GESTELLTE AUFGABE 1:
Schreib den Abschnitt aus dem Text über Leiharbeit neu, beginnend bei „2. Ist die Überlassung“ und endend bei „01.04.2017 nicht vorsieht?“. Ersetze darin „Zeitspanne“ durch „Dauer“.

II. Dem Europäischen Gerichtshof werden folgende Fragen zur Auslegung der Richtlinie 2008/104/EG des Europäischen Parlaments und des Rates vom 19.11.2008 über Leiharbeit (Leiharbeitsrichtlinie) vorgelegt:
1. Ist die Überlassung eines Leiharbeitnehmers an ein entleihendes Unternehmen schon dann nicht mehr als „vorübergehend“ im Sinne des Artikel 1 der Leiharbeitsrichtlinie anzusehen, wenn die Beschäftigung auf einem Arbeitsplatz erfolgt, der dauerhaft vorhanden ist und der nicht vertretungsweise besetzt wird?
2. Ist die Überlassung eines Leiharbeitnehmers unterhalb einer Zeitspanne von 55 Monaten als nicht mehr „vorübergehend“ im Sinne des Artikel 1 der Leiharbeitsrichtlinie anzusehen?
3. Falls die Fragen zu 1. und/oder 2. bejaht werden, ergeben sich folgende Zusatzfragen:
3.1. Besteht für den Leiharbeitnehmer ein Anspruch auf Begründung eines Arbeitsverhältnisses mit dem entleihenden Unternehmen, auch wenn das nationale Recht eine solche Sanktion vor dem 01.04.2017 nicht vorsieht?
3.2. Verstößt eine nationale Regelung wie § 19 Absatz 2 AÜG dann gegen Artikel 1 der Leiharbeitsrichtlinie, wenn sie erstmals ab dem 01.04.2017 eine individuelle Überlassungshöchstdauer von 18 Monaten vorschreibt, vorangegangene Zeiten der Überlassung aber ausdrücklich unberücksichtigt lässt, wenn bei Berücksichtigung der vorangegangenen Zeiten die Überlassung als nicht mehr vorübergehend zu qualifizieren wäre?
3.3. Kann die Ausdehnung der individuellen Überlassungshöchstdauer den Tarifvertragsparteien überlassen werden? Falls dies bejaht wird: Gilt dies auch für Tarifvertragsparteien, die nicht für das Arbeitsverhältnis des betroffenen Leiharbeitnehmers, sondern für die Branche des entleihenden Unternehmens zuständig sind?
I. Sachverhalt und nationale rechtliche Grundlagen
1. Der Kläger war seit dem 01.09.2014 bei dem Leiharbeitsunternehmen I. beschäftigt. Das Arbeitsverhältnis war anfangs zweimal auf jeweils ein Jahr befristet worden und wurde danach unbefristet durchgeführt. In einer Zusatzvereinbarung zum Arbeitsvertrag war vereinbart worden, dass der Kläger die Arbeitsleistung bei der D., der hiesigen Beklagten, in deren Betrieb in Berlin als Metallarbeiter zu erbringen hat. Die D. ist ein Großunternehmen der Automobilindustrie. Die dort auszuführenden Arbeitsschritte in der Motorenfertigung waren in der Zusatzvereinbarung genau beschrieben worden. Nach dem Arbeitsvertrag des Klägers kommen auf das Arbeitsverhältnis bestimmte, für die Leiharbeitsbranche geltende Tarifverträge zur Anwendung.

GESPEICHERTE EINTRÄGE:
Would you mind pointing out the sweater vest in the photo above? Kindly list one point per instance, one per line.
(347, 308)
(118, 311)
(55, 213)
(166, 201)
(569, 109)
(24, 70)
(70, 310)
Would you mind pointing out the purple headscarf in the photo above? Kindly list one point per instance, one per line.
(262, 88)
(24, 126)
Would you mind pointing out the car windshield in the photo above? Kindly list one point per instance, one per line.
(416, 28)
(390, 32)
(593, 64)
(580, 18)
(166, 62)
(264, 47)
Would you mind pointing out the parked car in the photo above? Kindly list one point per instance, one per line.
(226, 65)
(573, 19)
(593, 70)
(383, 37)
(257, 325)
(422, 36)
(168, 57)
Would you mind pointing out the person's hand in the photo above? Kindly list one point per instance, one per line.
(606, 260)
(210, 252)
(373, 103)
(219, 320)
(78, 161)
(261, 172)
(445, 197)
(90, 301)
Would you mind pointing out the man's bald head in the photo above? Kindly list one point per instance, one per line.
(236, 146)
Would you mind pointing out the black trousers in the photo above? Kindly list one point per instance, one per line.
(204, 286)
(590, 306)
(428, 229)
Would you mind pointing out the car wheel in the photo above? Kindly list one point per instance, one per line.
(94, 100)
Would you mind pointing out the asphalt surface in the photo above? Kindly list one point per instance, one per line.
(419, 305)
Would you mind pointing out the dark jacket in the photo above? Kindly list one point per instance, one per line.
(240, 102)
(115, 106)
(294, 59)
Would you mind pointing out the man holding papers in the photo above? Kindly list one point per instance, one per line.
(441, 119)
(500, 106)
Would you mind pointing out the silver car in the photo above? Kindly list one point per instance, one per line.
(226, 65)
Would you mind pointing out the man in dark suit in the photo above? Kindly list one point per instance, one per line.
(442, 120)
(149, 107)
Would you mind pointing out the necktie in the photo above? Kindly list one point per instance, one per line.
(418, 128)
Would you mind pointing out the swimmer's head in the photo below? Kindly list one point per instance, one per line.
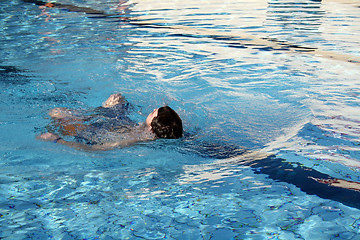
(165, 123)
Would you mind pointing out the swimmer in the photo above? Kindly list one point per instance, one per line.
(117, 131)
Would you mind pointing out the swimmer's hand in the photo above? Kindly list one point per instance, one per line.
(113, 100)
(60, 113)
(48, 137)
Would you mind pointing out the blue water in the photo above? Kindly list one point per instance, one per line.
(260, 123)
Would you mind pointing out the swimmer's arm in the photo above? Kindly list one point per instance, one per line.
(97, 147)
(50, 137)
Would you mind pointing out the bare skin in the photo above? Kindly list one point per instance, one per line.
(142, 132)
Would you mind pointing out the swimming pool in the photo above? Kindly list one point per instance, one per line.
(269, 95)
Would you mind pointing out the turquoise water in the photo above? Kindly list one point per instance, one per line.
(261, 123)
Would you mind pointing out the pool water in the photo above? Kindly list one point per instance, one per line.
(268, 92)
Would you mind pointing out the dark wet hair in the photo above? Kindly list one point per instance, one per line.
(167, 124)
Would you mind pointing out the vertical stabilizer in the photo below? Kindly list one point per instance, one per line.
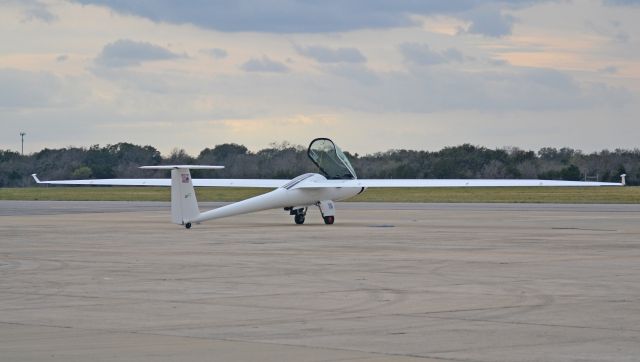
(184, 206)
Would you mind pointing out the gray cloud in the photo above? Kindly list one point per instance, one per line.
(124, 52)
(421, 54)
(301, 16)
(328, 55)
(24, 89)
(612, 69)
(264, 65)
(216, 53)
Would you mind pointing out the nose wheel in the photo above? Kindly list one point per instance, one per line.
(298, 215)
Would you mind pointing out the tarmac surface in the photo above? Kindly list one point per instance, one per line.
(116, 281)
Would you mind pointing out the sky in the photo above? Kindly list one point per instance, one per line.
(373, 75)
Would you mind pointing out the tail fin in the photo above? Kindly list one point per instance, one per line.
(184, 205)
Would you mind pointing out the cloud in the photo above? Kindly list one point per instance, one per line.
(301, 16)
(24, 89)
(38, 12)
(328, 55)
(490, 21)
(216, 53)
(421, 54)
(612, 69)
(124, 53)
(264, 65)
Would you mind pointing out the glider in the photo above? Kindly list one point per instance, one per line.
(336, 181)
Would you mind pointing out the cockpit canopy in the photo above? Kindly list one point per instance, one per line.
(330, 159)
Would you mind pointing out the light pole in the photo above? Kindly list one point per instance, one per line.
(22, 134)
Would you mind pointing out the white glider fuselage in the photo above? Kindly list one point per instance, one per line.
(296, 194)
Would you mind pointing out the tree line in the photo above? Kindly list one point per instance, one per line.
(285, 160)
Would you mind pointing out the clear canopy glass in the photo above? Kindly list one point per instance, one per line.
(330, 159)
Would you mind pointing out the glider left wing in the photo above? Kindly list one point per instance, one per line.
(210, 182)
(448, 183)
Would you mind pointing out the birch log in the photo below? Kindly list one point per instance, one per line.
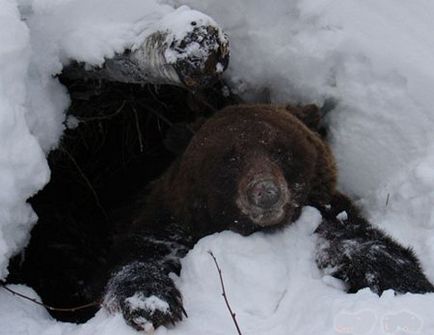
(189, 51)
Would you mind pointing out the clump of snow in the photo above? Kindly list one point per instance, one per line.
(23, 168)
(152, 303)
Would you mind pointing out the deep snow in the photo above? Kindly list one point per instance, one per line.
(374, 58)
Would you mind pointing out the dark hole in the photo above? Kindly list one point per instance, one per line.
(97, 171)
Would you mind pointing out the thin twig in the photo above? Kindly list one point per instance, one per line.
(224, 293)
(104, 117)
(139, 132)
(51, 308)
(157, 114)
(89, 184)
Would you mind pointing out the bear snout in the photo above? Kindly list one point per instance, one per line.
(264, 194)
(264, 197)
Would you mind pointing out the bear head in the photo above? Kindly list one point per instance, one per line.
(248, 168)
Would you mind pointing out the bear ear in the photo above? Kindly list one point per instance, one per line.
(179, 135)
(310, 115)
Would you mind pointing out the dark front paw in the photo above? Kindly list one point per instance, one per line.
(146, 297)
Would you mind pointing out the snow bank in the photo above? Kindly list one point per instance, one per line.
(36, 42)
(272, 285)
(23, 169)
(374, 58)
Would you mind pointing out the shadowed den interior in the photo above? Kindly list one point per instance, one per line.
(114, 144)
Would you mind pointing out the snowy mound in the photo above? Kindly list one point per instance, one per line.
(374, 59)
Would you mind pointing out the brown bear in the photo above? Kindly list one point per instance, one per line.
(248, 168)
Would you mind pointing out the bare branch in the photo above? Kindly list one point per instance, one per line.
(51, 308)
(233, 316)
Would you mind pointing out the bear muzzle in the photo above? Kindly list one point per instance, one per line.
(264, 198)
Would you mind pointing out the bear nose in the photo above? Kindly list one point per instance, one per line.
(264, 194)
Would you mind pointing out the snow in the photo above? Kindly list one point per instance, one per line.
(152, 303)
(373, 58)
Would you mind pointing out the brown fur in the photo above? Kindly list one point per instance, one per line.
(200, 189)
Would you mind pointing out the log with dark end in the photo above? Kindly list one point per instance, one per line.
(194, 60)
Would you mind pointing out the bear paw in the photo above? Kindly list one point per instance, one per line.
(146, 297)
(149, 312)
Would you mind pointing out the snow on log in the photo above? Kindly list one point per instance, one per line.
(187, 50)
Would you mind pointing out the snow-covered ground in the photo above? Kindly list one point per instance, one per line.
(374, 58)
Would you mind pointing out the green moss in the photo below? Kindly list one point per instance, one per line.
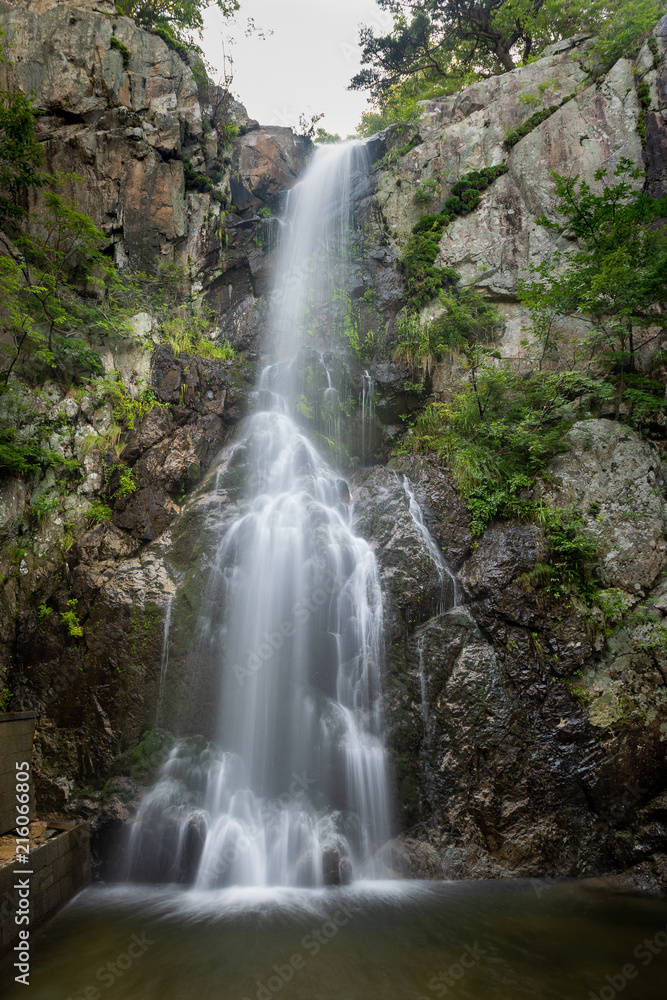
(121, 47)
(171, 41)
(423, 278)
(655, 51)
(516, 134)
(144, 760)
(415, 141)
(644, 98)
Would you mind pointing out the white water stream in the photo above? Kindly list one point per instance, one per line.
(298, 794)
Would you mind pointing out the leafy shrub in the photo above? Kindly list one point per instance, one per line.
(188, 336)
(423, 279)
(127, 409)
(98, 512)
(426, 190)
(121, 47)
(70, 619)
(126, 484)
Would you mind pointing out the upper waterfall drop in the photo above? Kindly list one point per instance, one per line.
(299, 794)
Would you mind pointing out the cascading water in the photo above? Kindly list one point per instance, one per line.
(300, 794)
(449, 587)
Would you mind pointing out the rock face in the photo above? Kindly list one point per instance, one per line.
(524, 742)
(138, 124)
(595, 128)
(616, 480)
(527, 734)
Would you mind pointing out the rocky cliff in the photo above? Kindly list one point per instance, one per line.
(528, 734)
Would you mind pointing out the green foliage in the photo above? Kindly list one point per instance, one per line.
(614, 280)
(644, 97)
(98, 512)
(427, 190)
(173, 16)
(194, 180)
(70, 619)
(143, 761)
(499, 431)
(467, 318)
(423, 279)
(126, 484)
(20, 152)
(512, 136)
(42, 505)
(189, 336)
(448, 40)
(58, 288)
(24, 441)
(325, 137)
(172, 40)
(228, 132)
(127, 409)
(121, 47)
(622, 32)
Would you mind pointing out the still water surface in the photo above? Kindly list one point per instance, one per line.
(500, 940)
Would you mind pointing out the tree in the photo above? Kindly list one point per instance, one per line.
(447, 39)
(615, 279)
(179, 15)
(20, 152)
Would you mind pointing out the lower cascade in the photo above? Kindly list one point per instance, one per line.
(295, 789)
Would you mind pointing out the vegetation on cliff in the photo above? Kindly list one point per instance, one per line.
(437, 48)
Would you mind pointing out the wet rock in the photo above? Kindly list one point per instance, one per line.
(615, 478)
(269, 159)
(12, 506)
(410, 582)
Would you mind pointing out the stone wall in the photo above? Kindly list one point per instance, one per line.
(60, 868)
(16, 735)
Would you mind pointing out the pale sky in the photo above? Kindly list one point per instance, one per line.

GESTELLTE AUFGABE 2:
Kopiere jede Zeile der Einträge, in der das Wort „canopy“ vorkommt. Groß- und Kleinschreibung zählt.

SCHRIFTLICHE ANTWORT 1:
2. Ist die Überlassung eines Leiharbeitnehmers unterhalb einer Dauer von 55 Monaten als nicht mehr „vorübergehend“ im Sinne des Artikel 1 der Leiharbeitsrichtlinie anzusehen?
3. Falls die Fragen zu 1. und/oder 2. bejaht werden, ergeben sich folgende Zusatzfragen:
3.1. Besteht für den Leiharbeitnehmer ein Anspruch auf Begründung eines Arbeitsverhältnisses mit dem entleihenden Unternehmen, auch wenn das nationale Recht eine solche Sanktion vor dem 01.04.2017 nicht vorsieht?

SCHRIFTLICHE ANTWORT 2:
Would you mind pointing out the cockpit canopy in the photo above? Kindly list one point per instance, one per line.
Would you mind pointing out the clear canopy glass in the photo above? Kindly list one point per instance, one per line.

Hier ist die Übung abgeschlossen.